#### STUDY TEXT:
We feel pretty comfortable with the additional HA products we have in our pipeline, so our next challenge is to get FDA approval for those products. Then we need to get the Medicare reimbursement in place. Our HA medical devices are sold under Part B of Medicare under a buy-and-bill process, in which physicians buy the product and then get reimbursed by Medicare or private insurers. And, of course, we need to complete our Series A funding round.
After earning a BS in biology at Northeastern University, I got a masters in experimental pathology at the Washington University School of Medicine in St. Louis. Then I transferred to the University of New Mexico School of Medicine to get a Ph.D. in medical sciences. So from that standpoint, I’m trained like a physician in all the basic sciences.
From this educational background, I focused on research, doing a postdoctoral fellowship in biochemical and molecular immunology at the Massachusetts Institute of Technology. I was also an adjunct professor at MIT for two years, which was great training because MIT exposes you to state-of-the-art technology. I also had a really great experience teaching undergraduate students.
After MIT I joined American Cyanamid and became a group leader in drug discovery in immunology and infectious disease. I also worked for a company called DCV Biologics, where I was Director of Clinical, Regulatory and Quality Affairs. These positions gave me a lot of experience in the early-phase clinical studies. I gained more experience in later-stage and clinical development when I was Medical Director of Internal Medicine Products at Sanofi Pharmaceuticals Inc. In that position, I oversaw the development of Hyalgan, the osteoarthritis knee pain medical device. I had one foot in the medical arena and one foot in all of the business concerns – that was a tremendous experience. Before founding OrthogenRx, I to headed up the U.S.-based clinical, regulatory and medical affairs division of TiGenix Inc. of Belgium.

#### Dataset rows:
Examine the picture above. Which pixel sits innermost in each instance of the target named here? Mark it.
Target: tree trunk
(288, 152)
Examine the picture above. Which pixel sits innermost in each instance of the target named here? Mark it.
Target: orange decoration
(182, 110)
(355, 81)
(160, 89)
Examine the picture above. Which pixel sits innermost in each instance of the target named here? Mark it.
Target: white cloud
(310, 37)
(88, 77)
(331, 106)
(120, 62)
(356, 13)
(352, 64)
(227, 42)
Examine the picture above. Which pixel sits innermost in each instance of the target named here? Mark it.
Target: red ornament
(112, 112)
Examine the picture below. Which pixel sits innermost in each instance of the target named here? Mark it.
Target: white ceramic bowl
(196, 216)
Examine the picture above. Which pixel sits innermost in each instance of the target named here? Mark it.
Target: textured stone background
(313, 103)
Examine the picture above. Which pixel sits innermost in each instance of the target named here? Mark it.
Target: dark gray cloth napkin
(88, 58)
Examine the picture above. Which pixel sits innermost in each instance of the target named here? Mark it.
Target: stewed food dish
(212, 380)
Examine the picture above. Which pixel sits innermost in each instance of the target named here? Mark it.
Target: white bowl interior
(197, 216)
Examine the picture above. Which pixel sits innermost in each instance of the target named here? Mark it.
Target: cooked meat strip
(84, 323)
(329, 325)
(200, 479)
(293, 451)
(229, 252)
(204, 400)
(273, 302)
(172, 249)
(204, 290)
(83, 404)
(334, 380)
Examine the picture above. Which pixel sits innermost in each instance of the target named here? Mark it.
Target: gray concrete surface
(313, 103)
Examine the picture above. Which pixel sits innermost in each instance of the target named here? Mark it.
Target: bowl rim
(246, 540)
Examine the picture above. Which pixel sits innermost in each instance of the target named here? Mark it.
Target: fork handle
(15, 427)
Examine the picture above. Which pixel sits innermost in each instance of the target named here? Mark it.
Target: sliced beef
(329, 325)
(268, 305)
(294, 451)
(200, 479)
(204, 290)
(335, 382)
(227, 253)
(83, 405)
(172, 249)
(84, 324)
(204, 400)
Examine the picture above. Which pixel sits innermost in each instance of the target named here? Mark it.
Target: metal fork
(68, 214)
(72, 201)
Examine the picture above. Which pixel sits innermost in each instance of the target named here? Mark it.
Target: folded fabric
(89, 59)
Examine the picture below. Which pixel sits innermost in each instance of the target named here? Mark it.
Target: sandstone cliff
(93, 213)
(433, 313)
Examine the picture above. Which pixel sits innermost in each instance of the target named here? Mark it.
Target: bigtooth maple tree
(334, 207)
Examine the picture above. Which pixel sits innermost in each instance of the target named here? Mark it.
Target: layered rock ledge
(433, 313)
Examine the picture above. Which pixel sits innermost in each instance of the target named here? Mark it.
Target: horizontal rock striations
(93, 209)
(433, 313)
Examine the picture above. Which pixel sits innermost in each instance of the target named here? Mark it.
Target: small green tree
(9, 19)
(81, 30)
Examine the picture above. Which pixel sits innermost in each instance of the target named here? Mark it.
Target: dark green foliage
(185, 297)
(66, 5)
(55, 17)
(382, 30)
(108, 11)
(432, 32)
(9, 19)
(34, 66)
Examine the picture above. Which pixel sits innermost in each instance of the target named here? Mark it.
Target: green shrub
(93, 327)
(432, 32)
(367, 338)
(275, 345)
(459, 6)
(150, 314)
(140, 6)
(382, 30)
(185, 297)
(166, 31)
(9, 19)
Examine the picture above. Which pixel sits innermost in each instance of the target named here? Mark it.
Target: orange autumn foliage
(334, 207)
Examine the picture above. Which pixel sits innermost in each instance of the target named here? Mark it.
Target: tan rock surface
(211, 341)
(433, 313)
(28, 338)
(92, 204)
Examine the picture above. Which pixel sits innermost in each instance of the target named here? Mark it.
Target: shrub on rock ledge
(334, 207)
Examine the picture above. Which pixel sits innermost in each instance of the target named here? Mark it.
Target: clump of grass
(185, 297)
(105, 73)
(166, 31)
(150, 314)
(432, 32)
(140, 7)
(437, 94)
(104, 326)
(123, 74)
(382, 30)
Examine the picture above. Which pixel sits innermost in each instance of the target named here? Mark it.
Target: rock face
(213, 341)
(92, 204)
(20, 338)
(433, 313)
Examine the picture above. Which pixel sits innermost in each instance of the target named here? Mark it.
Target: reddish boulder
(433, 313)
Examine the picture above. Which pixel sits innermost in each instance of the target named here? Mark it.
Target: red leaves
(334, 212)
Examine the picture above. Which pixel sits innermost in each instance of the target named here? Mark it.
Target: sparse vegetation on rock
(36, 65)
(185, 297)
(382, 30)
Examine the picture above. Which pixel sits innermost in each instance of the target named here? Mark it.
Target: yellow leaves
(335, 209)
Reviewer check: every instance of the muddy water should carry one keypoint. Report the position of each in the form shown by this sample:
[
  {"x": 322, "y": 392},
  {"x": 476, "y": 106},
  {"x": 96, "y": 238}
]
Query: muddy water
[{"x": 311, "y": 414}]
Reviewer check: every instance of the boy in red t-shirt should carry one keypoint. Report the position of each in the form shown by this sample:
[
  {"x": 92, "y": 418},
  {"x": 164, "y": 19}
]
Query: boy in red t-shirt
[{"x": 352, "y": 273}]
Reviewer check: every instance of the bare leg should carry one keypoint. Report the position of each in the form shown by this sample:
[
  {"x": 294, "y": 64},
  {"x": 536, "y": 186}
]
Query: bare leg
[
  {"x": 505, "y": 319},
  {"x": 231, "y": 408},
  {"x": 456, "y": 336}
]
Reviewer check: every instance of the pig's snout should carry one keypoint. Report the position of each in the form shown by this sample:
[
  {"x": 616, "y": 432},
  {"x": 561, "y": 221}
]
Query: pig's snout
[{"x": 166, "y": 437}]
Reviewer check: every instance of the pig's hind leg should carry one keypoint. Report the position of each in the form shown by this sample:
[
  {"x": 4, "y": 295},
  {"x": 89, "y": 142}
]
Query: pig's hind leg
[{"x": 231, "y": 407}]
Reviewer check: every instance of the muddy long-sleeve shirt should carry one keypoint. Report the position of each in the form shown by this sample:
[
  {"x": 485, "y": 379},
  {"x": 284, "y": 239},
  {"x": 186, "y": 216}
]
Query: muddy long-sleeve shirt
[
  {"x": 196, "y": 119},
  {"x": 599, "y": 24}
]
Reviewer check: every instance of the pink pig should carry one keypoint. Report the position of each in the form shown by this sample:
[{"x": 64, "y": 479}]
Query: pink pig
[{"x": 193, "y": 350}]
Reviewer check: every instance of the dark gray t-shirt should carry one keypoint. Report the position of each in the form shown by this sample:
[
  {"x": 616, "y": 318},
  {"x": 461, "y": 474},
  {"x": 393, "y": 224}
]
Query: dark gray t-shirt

#### EXERCISE REQUIREMENTS:
According to the interview, under which part of Medicare are the HA medical devices sold? Rely only on the interview for this, not on the rows.

#### RESPONSE:
Part B of Medicare.